PROBLEM DETAILS »
Turn these lines into a JSON list of strings, one string per line, and skip any blank lines. Leave the pictures out.

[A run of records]
--------------------------------

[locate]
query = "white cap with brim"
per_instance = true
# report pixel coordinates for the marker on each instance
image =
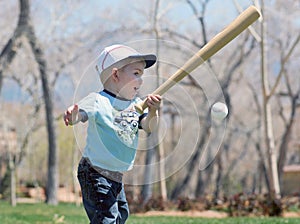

--------------------------------

RESULT FOR THIS TASK »
[
  "[locate]",
  "query = \"white cap with brim\"",
  "per_instance = true",
  "# report pixel coordinates for the marker on each instance",
  "image ="
]